Items contained in a dataset
##########
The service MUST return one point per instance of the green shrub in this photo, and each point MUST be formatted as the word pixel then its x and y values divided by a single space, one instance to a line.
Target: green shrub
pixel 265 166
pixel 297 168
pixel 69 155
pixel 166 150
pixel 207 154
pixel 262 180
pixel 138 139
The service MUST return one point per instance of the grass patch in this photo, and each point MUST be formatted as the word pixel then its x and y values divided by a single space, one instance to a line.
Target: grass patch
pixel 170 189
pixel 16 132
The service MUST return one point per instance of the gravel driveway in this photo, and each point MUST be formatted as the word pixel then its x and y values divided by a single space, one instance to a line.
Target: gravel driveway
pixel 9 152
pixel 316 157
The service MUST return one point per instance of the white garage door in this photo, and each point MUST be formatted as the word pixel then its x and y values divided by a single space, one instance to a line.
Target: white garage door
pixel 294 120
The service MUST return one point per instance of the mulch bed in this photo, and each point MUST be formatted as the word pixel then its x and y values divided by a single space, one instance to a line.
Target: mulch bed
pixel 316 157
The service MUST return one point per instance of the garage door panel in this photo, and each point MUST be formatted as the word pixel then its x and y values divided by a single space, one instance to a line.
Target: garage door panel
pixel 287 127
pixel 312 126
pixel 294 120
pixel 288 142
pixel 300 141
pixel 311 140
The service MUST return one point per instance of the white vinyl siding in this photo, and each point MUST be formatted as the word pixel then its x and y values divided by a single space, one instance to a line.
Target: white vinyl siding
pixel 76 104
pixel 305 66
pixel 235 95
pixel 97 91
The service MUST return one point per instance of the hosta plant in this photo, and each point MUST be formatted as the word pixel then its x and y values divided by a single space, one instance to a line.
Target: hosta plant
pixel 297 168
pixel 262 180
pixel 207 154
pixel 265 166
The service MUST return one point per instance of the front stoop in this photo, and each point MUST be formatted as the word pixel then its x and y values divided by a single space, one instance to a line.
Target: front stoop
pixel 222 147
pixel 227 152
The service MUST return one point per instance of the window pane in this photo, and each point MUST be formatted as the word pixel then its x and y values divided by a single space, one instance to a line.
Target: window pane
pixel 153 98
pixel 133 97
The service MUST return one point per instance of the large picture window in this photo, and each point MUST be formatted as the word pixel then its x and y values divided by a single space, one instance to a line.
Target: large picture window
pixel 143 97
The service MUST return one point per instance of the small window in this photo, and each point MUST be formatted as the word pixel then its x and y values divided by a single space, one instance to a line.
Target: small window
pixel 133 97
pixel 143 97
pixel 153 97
##########
PROBLEM ▸
Recast the items from the line with "The service MUST return one point per instance of the grass" to the line with "pixel 16 132" as a two-column CSV with the headers input and output, one row per item. Put each item's text and its answer in their own quoted field, with line breaks replaced by spaces.

RESULT BELOW ▸
input,output
"The service MUST return one point per instance of the grass patch in this photo, and each point MUST be formatted as the word pixel then its x and y values divided by a single space, one instance to a line. Target: grass patch","pixel 170 189 pixel 16 132"